PASSAGE FOR REVIEW ▸
Start of Block

Epilepsy can be caused by mutations in one or more exons of the KCNQ3, CHRNA4, EPM2A, NHLRC1 (also known as EPM2B or malin) and CHRNB2 genes.
Defects in the KCNQ3 gene can cause benign familial neonatal convulsions type 2 (BFNC2), also known as epilepsy, benign neonatal type 2 (EBN2). The KCNQ3 gene comprises 15 exons and spans ~360 kb of genomic DNA on chromosome 8q24.22. This probemix contains 15 probes for KCNQ3 exons. Two probes are present for exon 1, no probe is present for exon 7.
The CHRNA4 gene comprises 6 exons, spanning ~18 kb of genomic DNA on chromosome 20q13.33. Mutations in this gene appear to account for a small proportion of the cases of nocturnal frontal lobe epilepsy. This probemix contains one probe for each CHRNA4 exon.
Mutations in the EPM2A gene have been associated with myoclonic epilepsy of Lafora. The EPM2A gene encodes the laforin protein, comprises 4 exons and spans ~111 kb of genomic DNA on chromosome 6q24.3. This probemix contains probes for each of the EPM2A exons.
The NHLRC1 (EPM2B) gene encoding the malin protein, comprises 1 exon and spans ~1.2 kb of genomic DNA on chromosome 6p22.3. Mutations in NHLRC1 cause progressive myoclonus epilepsy. Two probes for NHLRC1 have been included in this probemix. Mutations in this gene are associated with autosomal dominant nocturnal frontal lobe epilepsy.

End of Block

WHAT IS EXPECTED ▸ Quote the epilepsy gene passage in full, word for word. Rely only on the epilepsy gene passage.

Collection entries:

Start of Block

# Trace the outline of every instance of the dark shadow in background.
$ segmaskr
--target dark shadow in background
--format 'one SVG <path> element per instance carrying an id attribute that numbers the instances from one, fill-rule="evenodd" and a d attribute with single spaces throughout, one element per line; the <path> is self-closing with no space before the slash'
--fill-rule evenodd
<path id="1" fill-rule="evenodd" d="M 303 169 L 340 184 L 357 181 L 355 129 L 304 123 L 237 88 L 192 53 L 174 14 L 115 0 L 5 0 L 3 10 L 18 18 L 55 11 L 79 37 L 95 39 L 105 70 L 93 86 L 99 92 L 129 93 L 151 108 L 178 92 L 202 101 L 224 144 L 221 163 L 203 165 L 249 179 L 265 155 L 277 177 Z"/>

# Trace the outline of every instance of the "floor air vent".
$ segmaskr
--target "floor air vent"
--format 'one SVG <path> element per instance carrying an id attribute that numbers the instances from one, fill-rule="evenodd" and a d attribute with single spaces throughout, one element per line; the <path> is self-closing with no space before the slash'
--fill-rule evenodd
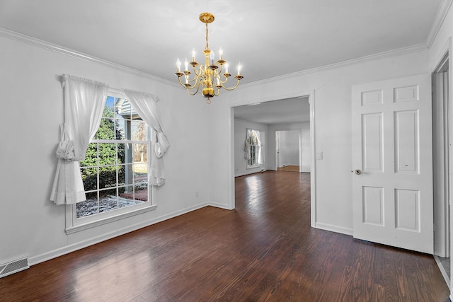
<path id="1" fill-rule="evenodd" d="M 28 267 L 30 267 L 28 265 L 28 258 L 26 257 L 9 263 L 0 265 L 0 278 L 27 269 Z"/>

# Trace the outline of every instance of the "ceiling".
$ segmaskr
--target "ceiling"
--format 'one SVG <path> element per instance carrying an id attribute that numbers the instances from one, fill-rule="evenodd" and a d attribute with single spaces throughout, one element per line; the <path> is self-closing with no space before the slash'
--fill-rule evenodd
<path id="1" fill-rule="evenodd" d="M 308 122 L 309 98 L 293 98 L 234 108 L 234 118 L 262 124 Z"/>
<path id="2" fill-rule="evenodd" d="M 0 28 L 176 82 L 177 58 L 202 62 L 208 11 L 210 48 L 251 83 L 423 45 L 441 1 L 0 0 Z"/>

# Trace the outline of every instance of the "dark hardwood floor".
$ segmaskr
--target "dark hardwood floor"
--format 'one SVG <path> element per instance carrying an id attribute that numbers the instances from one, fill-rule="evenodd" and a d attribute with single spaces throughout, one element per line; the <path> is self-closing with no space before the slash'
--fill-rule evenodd
<path id="1" fill-rule="evenodd" d="M 237 178 L 236 203 L 0 279 L 0 301 L 448 301 L 432 256 L 311 228 L 308 174 Z"/>

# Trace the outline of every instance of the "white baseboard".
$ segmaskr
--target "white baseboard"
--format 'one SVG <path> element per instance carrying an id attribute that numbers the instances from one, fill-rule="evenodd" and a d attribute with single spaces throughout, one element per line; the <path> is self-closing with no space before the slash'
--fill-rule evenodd
<path id="1" fill-rule="evenodd" d="M 54 250 L 51 250 L 50 252 L 45 252 L 41 255 L 38 255 L 35 256 L 32 256 L 28 258 L 30 265 L 35 265 L 40 262 L 43 262 L 45 261 L 50 260 L 53 258 L 56 258 L 59 256 L 62 256 L 64 255 L 68 254 L 71 252 L 75 252 L 76 250 L 81 250 L 82 248 L 88 247 L 90 245 L 93 245 L 96 243 L 99 243 L 101 242 L 107 240 L 108 239 L 113 238 L 115 237 L 120 236 L 121 235 L 126 234 L 127 233 L 132 232 L 134 231 L 137 231 L 138 229 L 149 226 L 151 225 L 157 223 L 159 222 L 164 221 L 165 220 L 170 219 L 171 218 L 176 217 L 178 216 L 191 212 L 193 211 L 203 208 L 207 206 L 212 206 L 221 209 L 229 209 L 227 206 L 222 204 L 217 204 L 215 202 L 204 202 L 202 204 L 200 204 L 193 207 L 190 207 L 188 208 L 176 211 L 173 213 L 168 214 L 166 215 L 163 215 L 159 217 L 154 218 L 153 219 L 147 220 L 145 221 L 140 222 L 139 223 L 135 223 L 134 225 L 129 226 L 125 228 L 122 228 L 118 230 L 115 230 L 110 233 L 108 233 L 103 235 L 101 235 L 98 237 L 94 237 L 93 238 L 90 238 L 88 240 L 81 241 L 77 243 L 74 243 L 69 245 L 64 246 L 63 248 L 60 248 Z"/>
<path id="2" fill-rule="evenodd" d="M 343 228 L 343 226 L 333 226 L 332 224 L 321 223 L 316 222 L 315 228 L 324 231 L 330 231 L 331 232 L 340 233 L 341 234 L 353 236 L 354 231 L 352 228 Z"/>
<path id="3" fill-rule="evenodd" d="M 249 175 L 251 174 L 256 174 L 256 173 L 260 173 L 261 172 L 265 172 L 267 171 L 268 169 L 263 169 L 260 171 L 255 171 L 255 172 L 245 172 L 243 173 L 239 173 L 239 174 L 235 174 L 234 177 L 235 178 L 239 178 L 239 176 L 245 176 L 245 175 Z"/>

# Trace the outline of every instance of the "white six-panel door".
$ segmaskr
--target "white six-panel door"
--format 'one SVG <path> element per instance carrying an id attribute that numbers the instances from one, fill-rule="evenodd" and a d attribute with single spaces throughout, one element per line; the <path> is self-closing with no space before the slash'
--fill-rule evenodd
<path id="1" fill-rule="evenodd" d="M 432 254 L 431 77 L 352 86 L 354 237 Z"/>

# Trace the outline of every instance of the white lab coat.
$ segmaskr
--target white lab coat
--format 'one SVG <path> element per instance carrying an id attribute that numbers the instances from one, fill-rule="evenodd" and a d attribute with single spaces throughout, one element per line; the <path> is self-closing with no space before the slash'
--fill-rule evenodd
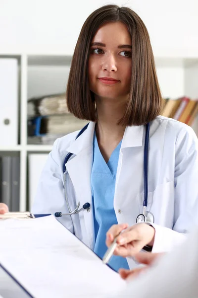
<path id="1" fill-rule="evenodd" d="M 58 220 L 92 249 L 95 234 L 91 173 L 95 125 L 91 122 L 76 141 L 78 132 L 55 142 L 32 210 L 34 214 L 68 213 L 63 163 L 67 153 L 73 153 L 74 157 L 66 164 L 70 208 L 74 210 L 79 201 L 81 207 L 90 203 L 91 211 Z M 132 225 L 143 212 L 145 132 L 144 126 L 132 126 L 127 127 L 124 134 L 114 198 L 118 224 Z M 183 233 L 198 224 L 198 140 L 191 127 L 159 116 L 150 123 L 148 152 L 147 211 L 154 215 L 155 229 L 152 251 L 166 251 L 182 242 L 186 237 Z M 136 266 L 132 259 L 127 261 L 130 268 Z"/>

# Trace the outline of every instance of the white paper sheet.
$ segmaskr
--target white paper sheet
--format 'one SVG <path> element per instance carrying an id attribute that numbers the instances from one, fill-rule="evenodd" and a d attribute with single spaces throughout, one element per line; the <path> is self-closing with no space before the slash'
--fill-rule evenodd
<path id="1" fill-rule="evenodd" d="M 106 297 L 126 286 L 53 216 L 0 221 L 0 263 L 35 298 Z"/>

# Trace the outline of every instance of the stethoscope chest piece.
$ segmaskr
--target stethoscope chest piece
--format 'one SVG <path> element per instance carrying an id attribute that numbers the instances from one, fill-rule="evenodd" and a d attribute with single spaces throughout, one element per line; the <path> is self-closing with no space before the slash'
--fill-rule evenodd
<path id="1" fill-rule="evenodd" d="M 154 215 L 151 212 L 147 211 L 145 215 L 143 213 L 141 213 L 136 218 L 136 223 L 140 224 L 141 223 L 154 223 Z"/>

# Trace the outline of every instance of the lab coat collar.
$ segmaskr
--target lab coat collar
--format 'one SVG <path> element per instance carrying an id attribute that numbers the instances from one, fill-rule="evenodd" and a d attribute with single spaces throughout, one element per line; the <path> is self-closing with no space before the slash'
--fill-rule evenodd
<path id="1" fill-rule="evenodd" d="M 95 122 L 90 122 L 87 129 L 66 150 L 77 155 L 84 149 L 92 146 L 95 125 Z"/>
<path id="2" fill-rule="evenodd" d="M 142 146 L 144 130 L 144 125 L 127 126 L 124 132 L 121 149 Z"/>

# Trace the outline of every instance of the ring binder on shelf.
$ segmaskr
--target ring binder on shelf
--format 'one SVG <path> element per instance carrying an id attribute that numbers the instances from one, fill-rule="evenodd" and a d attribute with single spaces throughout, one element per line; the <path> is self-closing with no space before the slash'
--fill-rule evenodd
<path id="1" fill-rule="evenodd" d="M 30 212 L 7 212 L 4 214 L 0 214 L 0 220 L 7 219 L 35 219 L 34 214 Z"/>

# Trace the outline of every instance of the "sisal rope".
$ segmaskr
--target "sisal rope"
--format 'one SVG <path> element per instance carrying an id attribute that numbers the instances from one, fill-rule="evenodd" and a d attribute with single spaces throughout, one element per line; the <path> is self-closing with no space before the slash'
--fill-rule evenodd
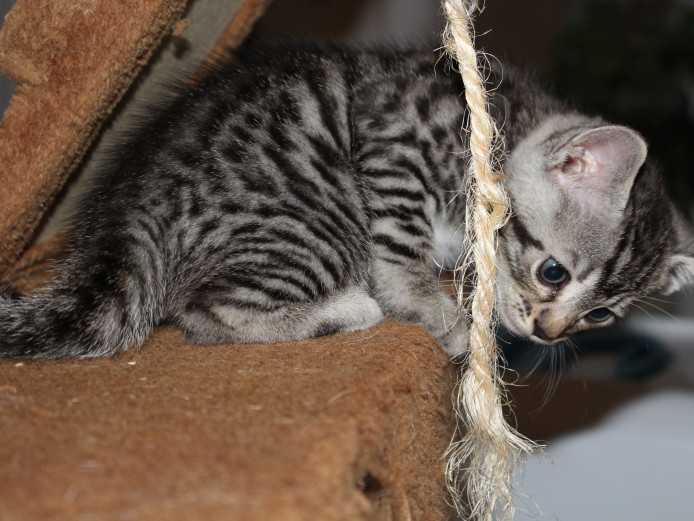
<path id="1" fill-rule="evenodd" d="M 472 278 L 467 364 L 457 382 L 454 409 L 462 432 L 446 452 L 446 476 L 453 504 L 463 518 L 513 519 L 513 479 L 534 444 L 506 421 L 506 399 L 499 375 L 493 309 L 497 278 L 497 230 L 507 219 L 508 203 L 496 171 L 497 129 L 487 110 L 487 93 L 477 67 L 472 17 L 476 0 L 443 0 L 448 20 L 444 43 L 458 63 L 469 110 L 470 165 L 463 188 L 467 197 L 466 246 L 456 269 L 458 307 L 465 309 L 463 282 Z"/>

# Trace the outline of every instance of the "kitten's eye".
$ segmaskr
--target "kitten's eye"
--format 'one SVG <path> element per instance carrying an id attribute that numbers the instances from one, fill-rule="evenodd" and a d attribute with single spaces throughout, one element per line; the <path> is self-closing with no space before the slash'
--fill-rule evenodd
<path id="1" fill-rule="evenodd" d="M 595 308 L 593 311 L 588 313 L 586 317 L 591 322 L 604 322 L 612 316 L 612 311 L 607 308 Z"/>
<path id="2" fill-rule="evenodd" d="M 557 286 L 569 278 L 569 274 L 561 264 L 550 257 L 540 266 L 540 278 Z"/>

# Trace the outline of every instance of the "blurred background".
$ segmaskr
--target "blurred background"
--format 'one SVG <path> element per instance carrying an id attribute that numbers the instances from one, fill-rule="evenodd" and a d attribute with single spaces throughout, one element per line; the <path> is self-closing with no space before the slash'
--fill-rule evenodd
<path id="1" fill-rule="evenodd" d="M 442 29 L 438 0 L 274 0 L 254 37 L 434 49 Z M 692 220 L 694 2 L 487 0 L 477 30 L 485 51 L 638 129 Z M 0 82 L 0 110 L 13 88 Z M 518 477 L 517 519 L 694 519 L 694 296 L 639 308 L 552 351 L 500 332 L 515 421 L 547 442 Z"/>

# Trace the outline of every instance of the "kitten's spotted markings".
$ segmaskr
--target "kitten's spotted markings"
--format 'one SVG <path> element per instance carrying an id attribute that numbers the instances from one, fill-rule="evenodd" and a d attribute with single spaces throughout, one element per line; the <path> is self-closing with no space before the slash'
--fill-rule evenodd
<path id="1" fill-rule="evenodd" d="M 246 51 L 113 154 L 46 288 L 0 297 L 0 353 L 117 353 L 172 322 L 198 343 L 424 326 L 465 348 L 439 283 L 460 246 L 465 108 L 431 52 Z M 554 343 L 692 280 L 694 233 L 635 131 L 505 72 L 513 217 L 499 312 Z"/>

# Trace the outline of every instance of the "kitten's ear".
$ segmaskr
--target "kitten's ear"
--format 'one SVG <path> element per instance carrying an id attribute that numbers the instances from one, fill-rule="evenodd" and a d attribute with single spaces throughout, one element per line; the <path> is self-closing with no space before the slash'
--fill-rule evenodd
<path id="1" fill-rule="evenodd" d="M 550 173 L 580 203 L 622 210 L 641 165 L 643 138 L 628 127 L 605 125 L 572 136 L 552 156 Z"/>
<path id="2" fill-rule="evenodd" d="M 678 212 L 673 211 L 675 253 L 670 258 L 670 272 L 663 295 L 669 295 L 694 285 L 694 226 Z"/>

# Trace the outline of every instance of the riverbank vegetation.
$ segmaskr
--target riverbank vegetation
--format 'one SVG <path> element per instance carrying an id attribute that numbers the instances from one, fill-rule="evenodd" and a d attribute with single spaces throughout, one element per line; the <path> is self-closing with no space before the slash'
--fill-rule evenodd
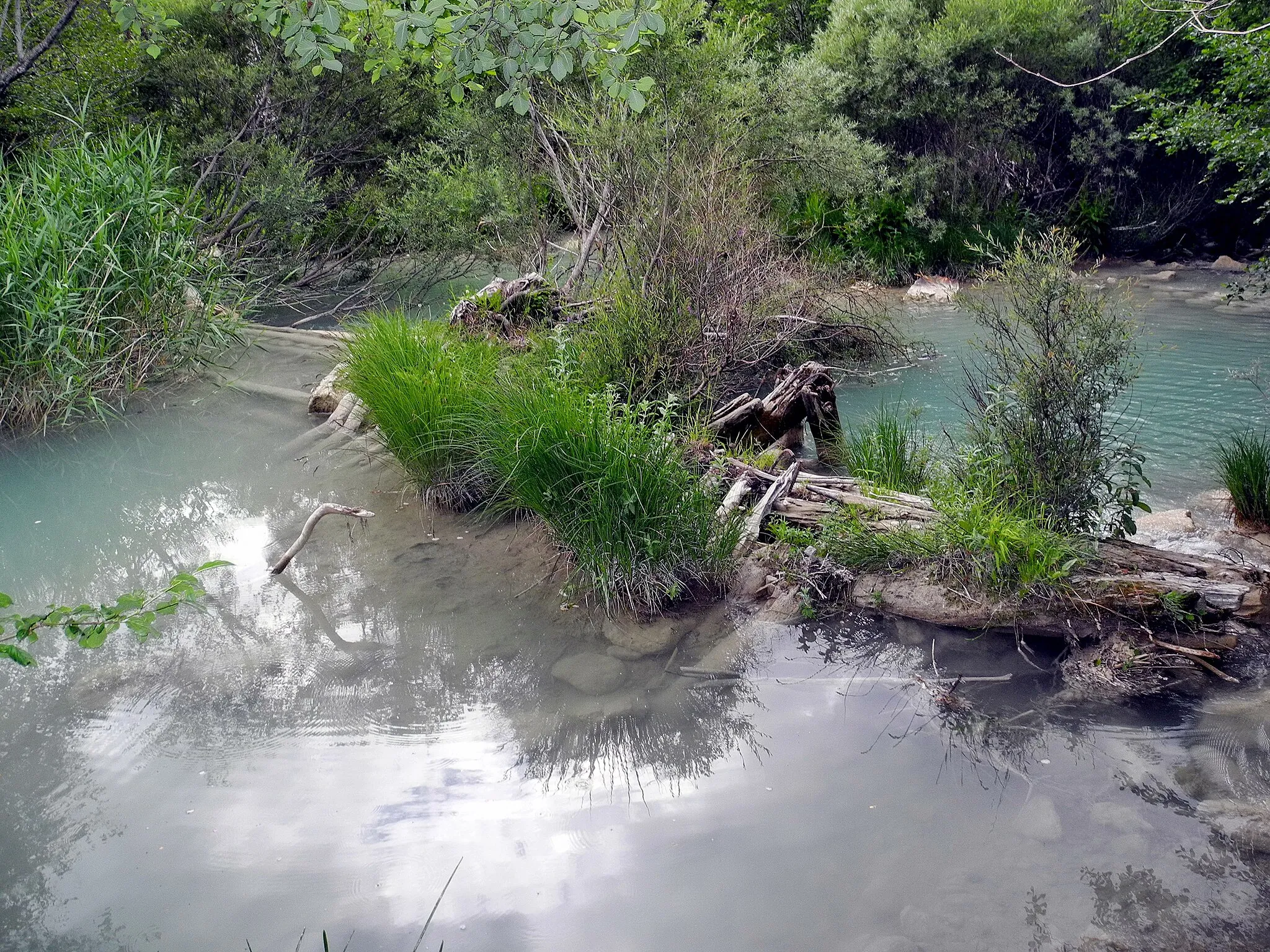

End of Block

YOUR RESPONSE ▸
Epilepsy can be caused by mutations in one or more exons of the KCNQ3, CHRNA4, EPM2A, NHLRC1 (also known as EPM2B or malin) and CHRNB2 genes.
Defects in the KCNQ3 gene can cause benign familial neonatal convulsions type 2 (BFNC2), also known as epilepsy, benign neonatal type 2 (EBN2). The KCNQ3 gene comprises 15 exons and spans ~360 kb of genomic DNA on chromosome 8q24.22. This probemix contains 15 probes for KCNQ3 exons. Two probes are present for exon 1, no probe is present for exon 7.
The CHRNA4 gene comprises 6 exons, spanning ~18 kb of genomic DNA on chromosome 20q13.33. Mutations in this gene appear to account for a small proportion of the cases of nocturnal frontal lobe epilepsy. This probemix contains one probe for each CHRNA4 exon.
Mutations in the EPM2A gene have been associated with myoclonic epilepsy of Lafora. The EPM2A gene encodes the laforin protein, comprises 4 exons and spans ~111 kb of genomic DNA on chromosome 6q24.3. This probemix contains probes for each of the EPM2A exons.
The NHLRC1 (EPM2B) gene encoding the malin protein, comprises 1 exon and spans ~1.2 kb of genomic DNA on chromosome 6p22.3. Mutations in NHLRC1 cause progressive myoclonus epilepsy. Two probes for NHLRC1 have been included in this probemix. Mutations in this gene are associated with autosomal dominant nocturnal frontal lobe epilepsy.